What is required —
Write the records out again, exactly.

╭─ Available records

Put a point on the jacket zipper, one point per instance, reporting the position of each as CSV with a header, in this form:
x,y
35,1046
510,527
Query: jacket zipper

╰─

Finished exercise —
Put a point on the jacket zipper, one point per instance, reporting the position of each as CSV with a header, in this form:
x,y
35,1046
510,527
Query: jacket zipper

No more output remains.